* **DIRECTIONS**:
Find each line in the records below that contains the string "woven", and copy those lines out.

==========

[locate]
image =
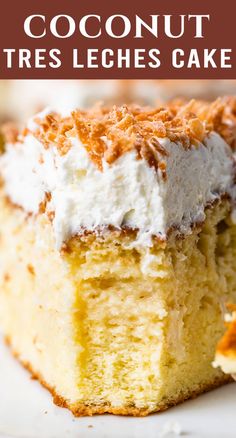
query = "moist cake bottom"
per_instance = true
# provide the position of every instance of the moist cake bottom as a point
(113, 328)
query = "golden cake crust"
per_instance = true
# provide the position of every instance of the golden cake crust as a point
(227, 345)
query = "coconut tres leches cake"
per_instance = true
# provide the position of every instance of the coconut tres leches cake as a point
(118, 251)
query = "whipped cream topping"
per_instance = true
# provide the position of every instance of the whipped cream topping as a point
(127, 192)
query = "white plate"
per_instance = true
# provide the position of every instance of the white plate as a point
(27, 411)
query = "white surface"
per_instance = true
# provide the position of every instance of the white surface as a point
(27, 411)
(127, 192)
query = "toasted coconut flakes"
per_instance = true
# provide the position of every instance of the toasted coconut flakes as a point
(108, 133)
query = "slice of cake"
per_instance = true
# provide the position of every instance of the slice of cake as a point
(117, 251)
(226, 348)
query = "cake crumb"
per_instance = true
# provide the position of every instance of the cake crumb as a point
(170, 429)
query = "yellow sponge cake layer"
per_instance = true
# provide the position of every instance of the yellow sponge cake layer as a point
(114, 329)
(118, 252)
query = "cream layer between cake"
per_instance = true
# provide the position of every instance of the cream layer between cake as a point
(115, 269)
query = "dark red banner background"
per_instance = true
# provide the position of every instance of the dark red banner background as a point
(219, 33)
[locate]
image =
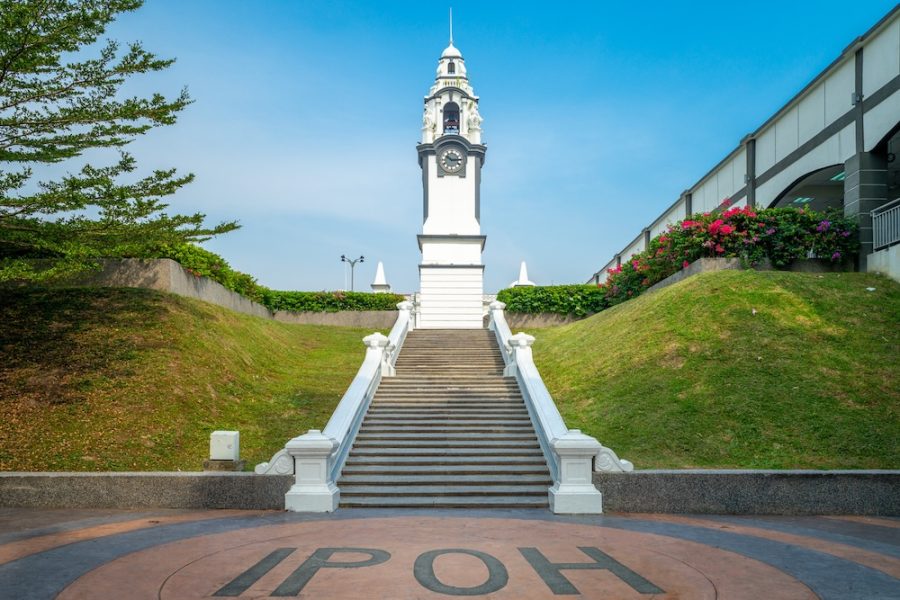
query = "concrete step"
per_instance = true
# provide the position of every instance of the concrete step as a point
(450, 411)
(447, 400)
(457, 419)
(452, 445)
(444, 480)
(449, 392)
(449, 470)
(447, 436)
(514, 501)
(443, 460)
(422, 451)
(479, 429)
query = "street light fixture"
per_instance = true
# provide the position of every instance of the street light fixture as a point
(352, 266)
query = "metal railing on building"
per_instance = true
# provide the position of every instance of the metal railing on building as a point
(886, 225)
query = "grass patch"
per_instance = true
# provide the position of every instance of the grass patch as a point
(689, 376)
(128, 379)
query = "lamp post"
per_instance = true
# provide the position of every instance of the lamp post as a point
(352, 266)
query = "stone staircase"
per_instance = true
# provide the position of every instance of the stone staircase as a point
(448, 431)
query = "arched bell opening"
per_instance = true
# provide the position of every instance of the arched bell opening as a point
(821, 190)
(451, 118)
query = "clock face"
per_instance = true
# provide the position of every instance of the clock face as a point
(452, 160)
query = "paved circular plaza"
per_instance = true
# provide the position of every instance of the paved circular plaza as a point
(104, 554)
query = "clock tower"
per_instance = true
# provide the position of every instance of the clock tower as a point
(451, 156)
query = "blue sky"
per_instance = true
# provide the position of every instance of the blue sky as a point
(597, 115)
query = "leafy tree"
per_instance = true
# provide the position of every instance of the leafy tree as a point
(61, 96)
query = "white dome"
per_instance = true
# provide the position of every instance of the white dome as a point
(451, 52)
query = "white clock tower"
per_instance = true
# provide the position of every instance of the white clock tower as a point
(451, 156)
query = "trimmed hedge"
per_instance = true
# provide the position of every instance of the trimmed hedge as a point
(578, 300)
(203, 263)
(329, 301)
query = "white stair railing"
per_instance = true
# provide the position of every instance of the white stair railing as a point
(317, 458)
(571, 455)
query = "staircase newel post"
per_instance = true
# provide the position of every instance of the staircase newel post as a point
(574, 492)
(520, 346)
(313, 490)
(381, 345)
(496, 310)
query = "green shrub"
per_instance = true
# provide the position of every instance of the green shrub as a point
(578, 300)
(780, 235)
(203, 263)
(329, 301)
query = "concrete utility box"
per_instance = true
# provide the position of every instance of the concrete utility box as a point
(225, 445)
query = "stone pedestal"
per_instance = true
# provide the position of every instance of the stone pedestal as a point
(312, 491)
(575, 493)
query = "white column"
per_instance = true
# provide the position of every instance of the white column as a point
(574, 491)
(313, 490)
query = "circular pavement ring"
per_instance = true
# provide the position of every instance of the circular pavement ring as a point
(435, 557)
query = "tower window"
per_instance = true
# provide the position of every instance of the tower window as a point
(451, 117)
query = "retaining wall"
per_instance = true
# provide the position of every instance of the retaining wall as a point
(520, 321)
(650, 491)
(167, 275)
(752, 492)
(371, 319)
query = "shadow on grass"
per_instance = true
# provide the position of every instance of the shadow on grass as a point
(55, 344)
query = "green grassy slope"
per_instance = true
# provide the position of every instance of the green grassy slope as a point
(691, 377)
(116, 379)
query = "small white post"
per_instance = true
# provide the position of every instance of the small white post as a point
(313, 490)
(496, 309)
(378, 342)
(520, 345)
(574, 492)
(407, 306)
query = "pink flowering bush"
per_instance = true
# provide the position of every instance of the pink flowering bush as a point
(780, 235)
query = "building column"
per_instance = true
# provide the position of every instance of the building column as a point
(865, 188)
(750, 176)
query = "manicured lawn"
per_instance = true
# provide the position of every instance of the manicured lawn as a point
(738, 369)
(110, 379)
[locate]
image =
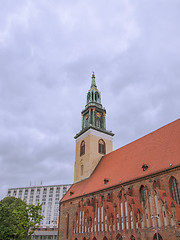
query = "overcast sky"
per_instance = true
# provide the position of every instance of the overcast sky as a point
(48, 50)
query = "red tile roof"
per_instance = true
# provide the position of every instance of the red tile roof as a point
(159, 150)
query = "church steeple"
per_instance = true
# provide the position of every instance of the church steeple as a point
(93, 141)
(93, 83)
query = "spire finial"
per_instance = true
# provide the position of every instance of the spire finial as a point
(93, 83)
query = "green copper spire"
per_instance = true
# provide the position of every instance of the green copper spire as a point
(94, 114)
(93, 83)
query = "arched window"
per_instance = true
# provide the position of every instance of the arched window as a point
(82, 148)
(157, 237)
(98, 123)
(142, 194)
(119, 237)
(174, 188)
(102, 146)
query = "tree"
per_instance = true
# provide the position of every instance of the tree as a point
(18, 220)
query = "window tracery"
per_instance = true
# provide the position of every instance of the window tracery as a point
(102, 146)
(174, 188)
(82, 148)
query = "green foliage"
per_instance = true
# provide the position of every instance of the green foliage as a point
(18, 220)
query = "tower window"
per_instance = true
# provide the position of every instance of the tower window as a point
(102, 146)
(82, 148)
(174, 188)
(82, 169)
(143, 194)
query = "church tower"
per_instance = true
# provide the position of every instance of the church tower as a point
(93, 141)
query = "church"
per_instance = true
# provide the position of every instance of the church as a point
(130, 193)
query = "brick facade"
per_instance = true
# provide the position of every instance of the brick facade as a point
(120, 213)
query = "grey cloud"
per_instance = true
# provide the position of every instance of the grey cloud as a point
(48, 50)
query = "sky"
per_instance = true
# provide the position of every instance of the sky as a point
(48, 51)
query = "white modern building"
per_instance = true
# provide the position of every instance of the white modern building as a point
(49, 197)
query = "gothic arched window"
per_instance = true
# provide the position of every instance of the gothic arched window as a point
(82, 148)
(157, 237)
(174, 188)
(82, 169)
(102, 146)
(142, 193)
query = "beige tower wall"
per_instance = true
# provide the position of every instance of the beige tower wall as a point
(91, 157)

==========

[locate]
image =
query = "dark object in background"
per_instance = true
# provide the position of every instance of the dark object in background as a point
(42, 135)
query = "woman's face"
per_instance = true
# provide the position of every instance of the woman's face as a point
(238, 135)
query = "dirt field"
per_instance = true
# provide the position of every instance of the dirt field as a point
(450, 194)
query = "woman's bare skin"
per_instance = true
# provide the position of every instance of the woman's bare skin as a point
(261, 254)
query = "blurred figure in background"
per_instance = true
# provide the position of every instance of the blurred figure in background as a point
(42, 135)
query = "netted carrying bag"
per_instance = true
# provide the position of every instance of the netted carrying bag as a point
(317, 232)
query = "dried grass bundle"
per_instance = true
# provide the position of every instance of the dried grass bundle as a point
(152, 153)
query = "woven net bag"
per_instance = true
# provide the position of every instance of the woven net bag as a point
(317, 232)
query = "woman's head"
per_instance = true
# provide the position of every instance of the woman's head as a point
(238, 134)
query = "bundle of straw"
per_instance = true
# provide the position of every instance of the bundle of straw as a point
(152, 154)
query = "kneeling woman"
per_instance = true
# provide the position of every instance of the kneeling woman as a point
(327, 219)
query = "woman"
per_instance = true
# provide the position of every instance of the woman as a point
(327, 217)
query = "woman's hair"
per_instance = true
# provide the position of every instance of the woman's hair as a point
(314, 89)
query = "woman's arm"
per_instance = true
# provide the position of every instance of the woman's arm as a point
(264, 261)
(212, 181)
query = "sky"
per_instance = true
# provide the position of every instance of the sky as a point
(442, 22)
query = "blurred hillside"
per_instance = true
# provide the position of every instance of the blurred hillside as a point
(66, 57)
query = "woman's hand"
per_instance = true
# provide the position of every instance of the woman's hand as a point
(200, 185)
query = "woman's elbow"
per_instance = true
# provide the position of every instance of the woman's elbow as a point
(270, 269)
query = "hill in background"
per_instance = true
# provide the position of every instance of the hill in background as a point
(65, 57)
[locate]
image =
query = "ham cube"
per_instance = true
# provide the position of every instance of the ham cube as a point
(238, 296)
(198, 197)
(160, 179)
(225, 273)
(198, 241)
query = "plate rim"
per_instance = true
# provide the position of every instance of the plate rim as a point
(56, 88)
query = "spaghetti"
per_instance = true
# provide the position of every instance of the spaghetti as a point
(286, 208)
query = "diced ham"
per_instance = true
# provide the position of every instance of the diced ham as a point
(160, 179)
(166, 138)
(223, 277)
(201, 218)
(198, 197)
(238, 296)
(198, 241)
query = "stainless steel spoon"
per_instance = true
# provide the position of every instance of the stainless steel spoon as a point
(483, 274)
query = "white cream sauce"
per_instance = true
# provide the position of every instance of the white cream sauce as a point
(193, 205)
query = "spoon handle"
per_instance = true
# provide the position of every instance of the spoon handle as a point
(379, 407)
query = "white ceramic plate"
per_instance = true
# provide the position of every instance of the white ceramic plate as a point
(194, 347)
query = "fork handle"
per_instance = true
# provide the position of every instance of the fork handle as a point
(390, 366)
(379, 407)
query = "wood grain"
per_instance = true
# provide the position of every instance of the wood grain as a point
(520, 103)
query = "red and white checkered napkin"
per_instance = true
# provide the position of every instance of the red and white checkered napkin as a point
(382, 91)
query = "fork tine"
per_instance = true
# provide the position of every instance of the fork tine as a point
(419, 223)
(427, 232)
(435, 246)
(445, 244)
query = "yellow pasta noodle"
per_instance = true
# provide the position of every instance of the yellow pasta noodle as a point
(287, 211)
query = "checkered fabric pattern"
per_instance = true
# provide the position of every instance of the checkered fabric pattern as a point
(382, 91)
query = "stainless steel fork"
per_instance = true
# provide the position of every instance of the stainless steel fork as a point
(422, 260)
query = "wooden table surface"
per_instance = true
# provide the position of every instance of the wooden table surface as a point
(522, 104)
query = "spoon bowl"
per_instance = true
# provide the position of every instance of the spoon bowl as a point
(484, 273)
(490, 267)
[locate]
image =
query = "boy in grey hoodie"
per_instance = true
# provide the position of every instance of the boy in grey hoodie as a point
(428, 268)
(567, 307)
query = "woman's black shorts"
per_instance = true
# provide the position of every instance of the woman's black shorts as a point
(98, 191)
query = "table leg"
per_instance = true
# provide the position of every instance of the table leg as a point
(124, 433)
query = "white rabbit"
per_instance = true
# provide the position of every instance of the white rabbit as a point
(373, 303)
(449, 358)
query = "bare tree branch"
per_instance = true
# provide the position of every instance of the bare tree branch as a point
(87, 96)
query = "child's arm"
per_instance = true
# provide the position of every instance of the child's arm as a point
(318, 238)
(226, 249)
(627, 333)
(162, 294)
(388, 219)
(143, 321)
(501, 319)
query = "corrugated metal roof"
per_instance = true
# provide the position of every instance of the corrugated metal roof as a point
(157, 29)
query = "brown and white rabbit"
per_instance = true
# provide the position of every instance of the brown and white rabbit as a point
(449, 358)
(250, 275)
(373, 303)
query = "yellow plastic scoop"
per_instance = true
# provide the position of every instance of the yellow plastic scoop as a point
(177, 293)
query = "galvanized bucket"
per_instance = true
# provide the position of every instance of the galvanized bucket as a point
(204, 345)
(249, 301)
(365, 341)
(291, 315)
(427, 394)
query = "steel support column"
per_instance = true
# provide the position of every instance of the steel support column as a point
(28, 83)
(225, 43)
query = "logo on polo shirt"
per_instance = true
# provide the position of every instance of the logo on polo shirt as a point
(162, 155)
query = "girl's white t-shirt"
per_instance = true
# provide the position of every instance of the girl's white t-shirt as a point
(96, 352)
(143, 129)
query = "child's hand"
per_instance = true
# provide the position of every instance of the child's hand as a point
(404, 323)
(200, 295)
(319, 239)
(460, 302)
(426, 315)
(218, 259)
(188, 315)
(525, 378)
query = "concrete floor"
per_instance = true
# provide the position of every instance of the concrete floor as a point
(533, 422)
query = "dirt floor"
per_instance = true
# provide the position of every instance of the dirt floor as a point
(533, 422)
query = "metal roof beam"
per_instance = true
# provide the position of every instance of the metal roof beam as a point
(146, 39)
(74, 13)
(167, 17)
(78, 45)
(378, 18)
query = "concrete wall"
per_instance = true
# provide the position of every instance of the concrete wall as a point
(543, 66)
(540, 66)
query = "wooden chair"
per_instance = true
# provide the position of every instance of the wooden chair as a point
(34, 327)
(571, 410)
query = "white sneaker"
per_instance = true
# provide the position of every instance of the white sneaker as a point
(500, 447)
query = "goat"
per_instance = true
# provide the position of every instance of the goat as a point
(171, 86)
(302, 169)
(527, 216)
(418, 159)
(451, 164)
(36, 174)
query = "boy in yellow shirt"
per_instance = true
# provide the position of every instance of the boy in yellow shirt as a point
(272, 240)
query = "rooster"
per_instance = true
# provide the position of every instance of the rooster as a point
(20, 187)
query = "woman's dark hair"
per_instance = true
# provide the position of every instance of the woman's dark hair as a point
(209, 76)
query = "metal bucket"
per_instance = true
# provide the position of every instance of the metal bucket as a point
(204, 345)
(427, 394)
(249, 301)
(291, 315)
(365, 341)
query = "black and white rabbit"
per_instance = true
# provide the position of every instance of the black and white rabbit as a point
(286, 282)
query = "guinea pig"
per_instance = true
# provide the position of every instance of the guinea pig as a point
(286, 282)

==========

* **SOLUTION TO THIS PROBLEM**:
query = "woven net bag"
# provide the position of every instance of the woven net bag as a point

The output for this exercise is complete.